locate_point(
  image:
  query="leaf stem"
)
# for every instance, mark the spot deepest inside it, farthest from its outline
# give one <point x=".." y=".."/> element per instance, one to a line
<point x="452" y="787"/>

═══

• Task instructions: Return only this span, exactly: the line that contains "# for every" and all lines after it to the end of the records.

• Reply:
# for every instance, mark the spot deepest inside it, farthest from its outline
# give one <point x=".." y=".."/> element per instance, one to a line
<point x="452" y="787"/>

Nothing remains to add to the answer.